_Tarefa proposta_
Transcreva da crónica sobre futebol o trecho que começa em "Cartas para Sakhalin" e termina em "para a perceber.".

_Excerto do documento_
14 de novembro de 2007

Cartas para Sakhalin - Diário de Aveiro (21)

Chip na bola?

Depois de ter dito na semana passada que não era grande fã do programa Prós e Contras, tenho hoje de dar a mão à palmatória e logo a favor de uma edição sobre futebol.
Também eu tenho sido crítico em relação ao país da bola, onde tudo gira em torno do desporto rei e, especialmente, para mal de quem sua a camisola honestamente, em volta do apito, que ora é dourado, ora é vermelho, ora é verde, ora é “tutti frutti”.
Mas, independentemente da fruta, o futebol é paixão que faz mover o planeta azul, e eu não sou excepção. Gosto muito de futebol. É um desporto de grande beleza técnica, uma arte que, como todas as artes, é difícil explicar a quem não tem os instrumentos para a perceber.
O futebol é também uma das nossas melhores indústrias. É das poucas em que os portugueses são dos melhores à escala global. Temos, assim em traços largos, o quarto lugar do campeonato do mundo e o segundo do campeonato da Europa. A selecção A está no oitavo lugar do ranking da Federação Internacional de Futebol (FIFA), atrás de grandes países como a Argentina (1º), o Brasil (2º), a Itália, a França, Alemanha, Espanha e Países Baixos. Oxalá estivéssemos assim nos outros indicadores de desenvolvimento. Os nossos clubes portam-se razoavelmente bem nas competições internacionais. A nossa indústria de jogadores é notável, com capacidade para produzir algumas das melhores vedetas mundiais: Figo, Rui Costa, Paulo Sousa, Pauleta, Cristiano Ronaldo, Nani, etc. E sem esquecer que temos ainda o “the special one” Mourinho e o não menos especial Carlos Queiroz do ManU.

_Dados registados_
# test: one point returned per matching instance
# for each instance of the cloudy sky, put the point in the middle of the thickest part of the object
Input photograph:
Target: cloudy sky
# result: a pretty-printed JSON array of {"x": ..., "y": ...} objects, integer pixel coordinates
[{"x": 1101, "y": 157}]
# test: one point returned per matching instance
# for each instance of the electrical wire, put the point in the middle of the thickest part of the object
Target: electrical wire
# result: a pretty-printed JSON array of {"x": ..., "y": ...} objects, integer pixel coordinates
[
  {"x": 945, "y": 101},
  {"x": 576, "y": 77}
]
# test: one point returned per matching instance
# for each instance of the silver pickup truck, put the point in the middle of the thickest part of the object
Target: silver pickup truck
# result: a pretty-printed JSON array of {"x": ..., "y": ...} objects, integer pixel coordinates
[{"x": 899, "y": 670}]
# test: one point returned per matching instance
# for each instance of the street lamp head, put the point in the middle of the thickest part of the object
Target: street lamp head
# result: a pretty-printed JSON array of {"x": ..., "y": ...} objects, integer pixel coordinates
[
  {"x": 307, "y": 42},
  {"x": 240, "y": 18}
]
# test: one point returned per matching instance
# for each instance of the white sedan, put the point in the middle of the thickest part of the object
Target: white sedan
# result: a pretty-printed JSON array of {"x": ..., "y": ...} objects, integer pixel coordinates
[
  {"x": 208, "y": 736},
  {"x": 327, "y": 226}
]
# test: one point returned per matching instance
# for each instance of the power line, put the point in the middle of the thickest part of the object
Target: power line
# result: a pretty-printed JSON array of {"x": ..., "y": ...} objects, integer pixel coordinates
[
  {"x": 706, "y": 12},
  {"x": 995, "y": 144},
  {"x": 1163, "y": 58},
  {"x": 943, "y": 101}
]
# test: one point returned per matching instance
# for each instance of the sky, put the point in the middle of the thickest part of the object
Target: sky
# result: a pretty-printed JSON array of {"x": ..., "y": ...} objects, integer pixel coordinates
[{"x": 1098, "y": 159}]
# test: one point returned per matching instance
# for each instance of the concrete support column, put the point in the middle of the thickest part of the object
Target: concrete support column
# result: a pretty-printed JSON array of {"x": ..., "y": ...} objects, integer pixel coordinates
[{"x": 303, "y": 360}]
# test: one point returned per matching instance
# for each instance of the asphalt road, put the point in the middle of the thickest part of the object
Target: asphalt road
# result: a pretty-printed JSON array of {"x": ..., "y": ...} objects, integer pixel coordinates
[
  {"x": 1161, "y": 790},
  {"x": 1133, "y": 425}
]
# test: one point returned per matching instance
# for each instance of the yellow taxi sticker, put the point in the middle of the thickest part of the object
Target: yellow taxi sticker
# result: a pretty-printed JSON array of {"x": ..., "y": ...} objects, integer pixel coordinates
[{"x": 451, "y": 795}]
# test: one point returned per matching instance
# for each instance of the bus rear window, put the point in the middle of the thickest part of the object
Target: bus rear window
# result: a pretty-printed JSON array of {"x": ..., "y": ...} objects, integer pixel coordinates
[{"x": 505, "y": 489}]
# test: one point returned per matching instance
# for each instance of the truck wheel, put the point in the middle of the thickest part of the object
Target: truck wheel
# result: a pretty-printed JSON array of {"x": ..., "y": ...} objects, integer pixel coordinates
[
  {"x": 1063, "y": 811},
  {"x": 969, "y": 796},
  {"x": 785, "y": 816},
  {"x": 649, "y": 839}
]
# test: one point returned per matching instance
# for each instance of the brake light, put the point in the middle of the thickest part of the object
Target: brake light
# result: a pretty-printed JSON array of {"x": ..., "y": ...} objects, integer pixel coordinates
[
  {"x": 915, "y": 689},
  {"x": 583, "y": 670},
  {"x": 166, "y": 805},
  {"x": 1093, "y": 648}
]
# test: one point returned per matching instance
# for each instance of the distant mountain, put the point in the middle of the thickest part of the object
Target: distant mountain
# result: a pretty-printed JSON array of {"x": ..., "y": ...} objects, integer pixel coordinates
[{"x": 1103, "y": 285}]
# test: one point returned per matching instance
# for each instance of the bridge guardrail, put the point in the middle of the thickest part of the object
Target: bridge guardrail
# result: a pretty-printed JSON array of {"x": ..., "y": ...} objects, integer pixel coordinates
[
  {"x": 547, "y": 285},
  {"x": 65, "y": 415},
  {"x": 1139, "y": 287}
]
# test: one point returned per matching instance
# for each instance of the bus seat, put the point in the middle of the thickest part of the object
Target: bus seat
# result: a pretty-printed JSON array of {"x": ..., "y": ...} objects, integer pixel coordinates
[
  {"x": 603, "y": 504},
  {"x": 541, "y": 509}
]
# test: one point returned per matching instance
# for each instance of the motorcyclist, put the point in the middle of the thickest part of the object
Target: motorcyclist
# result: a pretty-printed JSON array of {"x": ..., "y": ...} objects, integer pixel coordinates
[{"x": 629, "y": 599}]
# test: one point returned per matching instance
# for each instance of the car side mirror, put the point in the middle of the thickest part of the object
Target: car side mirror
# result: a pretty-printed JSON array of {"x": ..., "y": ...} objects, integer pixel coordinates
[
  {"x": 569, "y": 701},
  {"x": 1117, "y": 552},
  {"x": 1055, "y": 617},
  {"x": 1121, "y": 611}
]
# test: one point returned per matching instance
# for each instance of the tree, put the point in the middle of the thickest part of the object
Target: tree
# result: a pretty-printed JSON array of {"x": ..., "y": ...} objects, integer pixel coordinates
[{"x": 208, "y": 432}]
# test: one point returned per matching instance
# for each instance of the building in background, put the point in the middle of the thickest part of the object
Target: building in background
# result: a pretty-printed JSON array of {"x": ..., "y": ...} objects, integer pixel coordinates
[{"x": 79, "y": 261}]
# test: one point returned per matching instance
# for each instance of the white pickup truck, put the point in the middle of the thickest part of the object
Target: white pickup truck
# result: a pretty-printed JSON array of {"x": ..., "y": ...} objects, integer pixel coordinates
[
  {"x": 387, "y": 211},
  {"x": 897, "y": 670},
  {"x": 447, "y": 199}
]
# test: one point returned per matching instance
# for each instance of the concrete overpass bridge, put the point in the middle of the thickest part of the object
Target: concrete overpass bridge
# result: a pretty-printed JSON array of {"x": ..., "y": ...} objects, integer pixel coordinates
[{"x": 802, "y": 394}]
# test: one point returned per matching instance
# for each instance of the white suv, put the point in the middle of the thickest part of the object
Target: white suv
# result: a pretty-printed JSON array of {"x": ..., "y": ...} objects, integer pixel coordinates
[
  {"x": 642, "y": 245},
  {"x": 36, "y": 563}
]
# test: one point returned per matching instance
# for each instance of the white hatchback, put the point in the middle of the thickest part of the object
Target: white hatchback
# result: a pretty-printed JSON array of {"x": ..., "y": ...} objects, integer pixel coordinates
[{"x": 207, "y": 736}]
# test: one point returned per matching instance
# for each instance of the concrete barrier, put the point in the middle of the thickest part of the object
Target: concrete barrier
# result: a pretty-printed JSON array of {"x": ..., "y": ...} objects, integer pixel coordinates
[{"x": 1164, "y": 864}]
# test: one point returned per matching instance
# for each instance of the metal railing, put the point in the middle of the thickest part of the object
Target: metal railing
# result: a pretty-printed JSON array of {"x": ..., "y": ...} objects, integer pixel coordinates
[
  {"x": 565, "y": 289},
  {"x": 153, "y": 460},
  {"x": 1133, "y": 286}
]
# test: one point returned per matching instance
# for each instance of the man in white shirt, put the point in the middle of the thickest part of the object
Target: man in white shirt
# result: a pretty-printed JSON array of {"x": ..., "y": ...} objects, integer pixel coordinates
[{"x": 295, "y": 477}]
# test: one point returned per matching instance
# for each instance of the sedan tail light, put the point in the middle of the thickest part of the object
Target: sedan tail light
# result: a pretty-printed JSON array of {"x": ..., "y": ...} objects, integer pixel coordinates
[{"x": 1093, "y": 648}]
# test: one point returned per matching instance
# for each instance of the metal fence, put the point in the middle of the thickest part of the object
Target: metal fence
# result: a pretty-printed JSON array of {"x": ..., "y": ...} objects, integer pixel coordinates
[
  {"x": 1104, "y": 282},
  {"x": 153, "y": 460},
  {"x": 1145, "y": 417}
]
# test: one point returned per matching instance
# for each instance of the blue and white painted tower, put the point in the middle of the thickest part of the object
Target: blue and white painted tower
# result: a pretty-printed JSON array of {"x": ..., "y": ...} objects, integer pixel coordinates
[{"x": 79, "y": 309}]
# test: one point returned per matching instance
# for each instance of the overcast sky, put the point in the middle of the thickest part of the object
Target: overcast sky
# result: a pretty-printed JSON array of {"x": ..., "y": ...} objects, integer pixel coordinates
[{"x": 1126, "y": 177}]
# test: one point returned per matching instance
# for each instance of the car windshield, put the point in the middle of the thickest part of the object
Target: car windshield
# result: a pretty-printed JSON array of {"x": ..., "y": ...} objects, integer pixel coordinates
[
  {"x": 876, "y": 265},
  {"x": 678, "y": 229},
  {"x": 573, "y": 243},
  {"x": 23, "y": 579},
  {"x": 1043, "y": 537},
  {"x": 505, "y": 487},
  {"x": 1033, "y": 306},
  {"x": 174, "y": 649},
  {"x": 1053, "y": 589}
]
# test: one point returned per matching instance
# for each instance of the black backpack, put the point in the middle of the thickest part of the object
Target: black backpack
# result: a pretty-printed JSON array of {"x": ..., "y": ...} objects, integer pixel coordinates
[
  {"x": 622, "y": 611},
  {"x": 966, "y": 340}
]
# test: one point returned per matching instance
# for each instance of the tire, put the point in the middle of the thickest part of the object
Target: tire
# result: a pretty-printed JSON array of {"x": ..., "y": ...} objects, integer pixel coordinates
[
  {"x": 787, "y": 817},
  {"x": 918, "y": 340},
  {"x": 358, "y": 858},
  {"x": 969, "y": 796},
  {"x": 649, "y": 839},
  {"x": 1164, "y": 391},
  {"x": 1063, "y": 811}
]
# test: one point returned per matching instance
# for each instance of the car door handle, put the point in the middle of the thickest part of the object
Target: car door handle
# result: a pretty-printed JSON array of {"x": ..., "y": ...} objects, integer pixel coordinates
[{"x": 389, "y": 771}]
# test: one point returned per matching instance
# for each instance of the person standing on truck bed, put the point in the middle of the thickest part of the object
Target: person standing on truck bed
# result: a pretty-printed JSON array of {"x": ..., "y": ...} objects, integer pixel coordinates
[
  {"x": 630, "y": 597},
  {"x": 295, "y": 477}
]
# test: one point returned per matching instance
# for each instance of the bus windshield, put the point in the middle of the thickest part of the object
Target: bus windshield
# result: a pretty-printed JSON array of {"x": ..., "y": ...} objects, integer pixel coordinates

_Resultado do exercício_
Cartas para Sakhalin - Diário de Aveiro (21)

Chip na bola?

Depois de ter dito na semana passada que não era grande fã do programa Prós e Contras, tenho hoje de dar a mão à palmatória e logo a favor de uma edição sobre futebol.
Também eu tenho sido crítico em relação ao país da bola, onde tudo gira em torno do desporto rei e, especialmente, para mal de quem sua a camisola honestamente, em volta do apito, que ora é dourado, ora é vermelho, ora é verde, ora é “tutti frutti”.
Mas, independentemente da fruta, o futebol é paixão que faz mover o planeta azul, e eu não sou excepção. Gosto muito de futebol. É um desporto de grande beleza técnica, uma arte que, como todas as artes, é difícil explicar a quem não tem os instrumentos para a perceber.